__INSTRUCTIONS FOR THE TASK__
Quote all lines below exactly. Images stay out.

Contour labeling items
"""

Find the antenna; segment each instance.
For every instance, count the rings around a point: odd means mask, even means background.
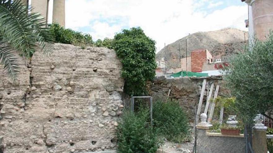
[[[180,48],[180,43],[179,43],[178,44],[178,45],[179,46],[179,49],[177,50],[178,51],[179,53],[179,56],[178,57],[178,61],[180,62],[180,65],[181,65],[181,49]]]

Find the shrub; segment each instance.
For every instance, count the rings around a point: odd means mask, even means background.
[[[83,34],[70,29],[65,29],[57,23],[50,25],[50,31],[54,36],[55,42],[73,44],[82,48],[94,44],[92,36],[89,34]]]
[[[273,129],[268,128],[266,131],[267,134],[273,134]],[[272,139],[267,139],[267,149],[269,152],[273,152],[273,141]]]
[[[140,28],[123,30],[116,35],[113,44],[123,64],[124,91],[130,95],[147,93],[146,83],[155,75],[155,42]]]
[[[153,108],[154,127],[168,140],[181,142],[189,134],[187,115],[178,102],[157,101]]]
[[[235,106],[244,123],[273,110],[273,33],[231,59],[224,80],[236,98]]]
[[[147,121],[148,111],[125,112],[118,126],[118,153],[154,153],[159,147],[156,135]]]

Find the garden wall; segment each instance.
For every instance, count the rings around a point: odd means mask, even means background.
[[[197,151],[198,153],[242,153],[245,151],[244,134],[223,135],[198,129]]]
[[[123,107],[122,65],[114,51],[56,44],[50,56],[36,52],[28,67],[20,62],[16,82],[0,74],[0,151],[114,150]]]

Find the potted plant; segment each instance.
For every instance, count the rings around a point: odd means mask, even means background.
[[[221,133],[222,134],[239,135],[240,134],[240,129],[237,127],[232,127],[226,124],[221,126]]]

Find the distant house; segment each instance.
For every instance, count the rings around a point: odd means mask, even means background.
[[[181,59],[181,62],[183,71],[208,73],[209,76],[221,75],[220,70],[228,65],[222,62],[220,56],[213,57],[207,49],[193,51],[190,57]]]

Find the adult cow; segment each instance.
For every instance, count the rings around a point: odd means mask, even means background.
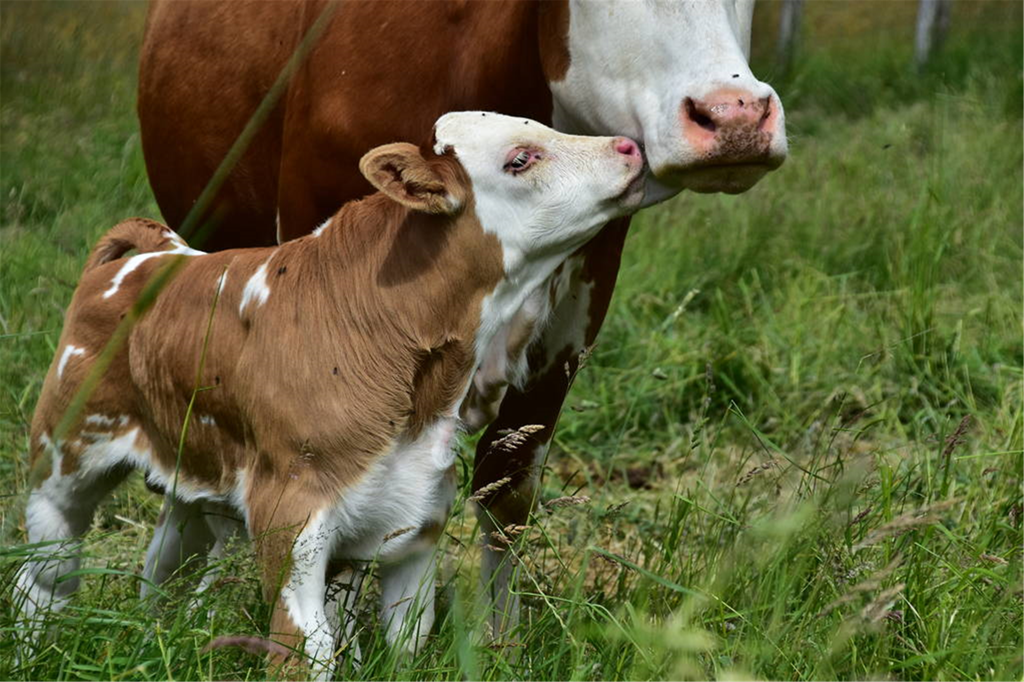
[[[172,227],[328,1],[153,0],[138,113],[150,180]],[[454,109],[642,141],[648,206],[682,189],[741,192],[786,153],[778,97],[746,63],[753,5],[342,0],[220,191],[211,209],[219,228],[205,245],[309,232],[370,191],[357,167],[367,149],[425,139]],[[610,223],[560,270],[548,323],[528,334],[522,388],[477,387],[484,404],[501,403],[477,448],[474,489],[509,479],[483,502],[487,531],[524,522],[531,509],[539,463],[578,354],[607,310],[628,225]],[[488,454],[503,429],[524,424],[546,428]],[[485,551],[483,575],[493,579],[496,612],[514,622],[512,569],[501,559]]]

"""

__EXERCISE RESULT__
Find the antenna; segment each instance.
For every instance, count the rings around a point: odd means mask, even means background.
[[[180,48],[180,43],[179,43],[178,44],[178,45],[179,46],[179,49],[177,50],[178,51],[179,53],[179,56],[178,57],[178,61],[180,62],[180,65],[181,65],[181,49]]]

Find the shrub; segment each instance.
For every instance, count the rings around a point: odd means mask, even means background.
[[[83,34],[70,29],[65,29],[57,23],[50,25],[50,31],[54,36],[55,42],[73,44],[82,48],[94,44],[92,36],[89,34]]]
[[[273,129],[268,128],[266,131],[267,134],[273,134]],[[272,139],[267,139],[267,149],[269,152],[273,152],[273,141]]]
[[[140,28],[123,30],[116,35],[113,44],[123,64],[124,91],[130,95],[147,93],[146,83],[155,75],[155,42]]]
[[[153,108],[154,127],[168,140],[181,142],[189,134],[187,115],[178,102],[157,101]]]
[[[235,106],[244,123],[273,110],[273,33],[231,59],[224,80],[236,98]]]
[[[147,121],[148,111],[125,112],[118,126],[118,153],[154,153],[159,147],[156,135]]]

Find the garden wall; segment each instance.
For every instance, count the rings around a point: odd means mask, even means background.
[[[197,151],[198,153],[242,153],[245,151],[244,134],[223,135],[198,129]]]
[[[123,107],[122,65],[114,51],[56,44],[50,56],[36,52],[28,67],[20,62],[16,82],[0,74],[0,151],[114,150]]]

Find the potted plant; segment each instance.
For every instance, count the rings around a point: odd means mask, even means background.
[[[221,133],[222,134],[239,135],[240,134],[240,129],[237,127],[232,127],[226,124],[221,126]]]

Find the distant house; segment each instance.
For every instance, count the rings around a point: odd means mask, even means background.
[[[181,59],[181,62],[183,71],[208,73],[209,76],[221,75],[220,70],[228,65],[222,62],[220,56],[213,57],[207,49],[193,51],[190,57]]]

Find the adult cow; segment each instance.
For every instance, count the rings around a point: odd means mask, even means background.
[[[172,227],[328,1],[153,0],[138,113],[150,180]],[[454,109],[642,141],[648,206],[682,189],[741,192],[786,153],[778,97],[746,63],[753,5],[342,0],[220,191],[211,209],[219,228],[205,245],[309,232],[370,191],[357,167],[367,149],[425,139]],[[610,223],[560,270],[548,323],[528,334],[522,388],[477,387],[484,404],[501,403],[477,448],[474,489],[509,479],[483,502],[487,531],[524,522],[531,509],[539,463],[578,354],[607,310],[628,225]],[[488,454],[503,429],[524,424],[546,428]],[[485,551],[483,575],[493,579],[496,612],[514,622],[512,569],[501,559]]]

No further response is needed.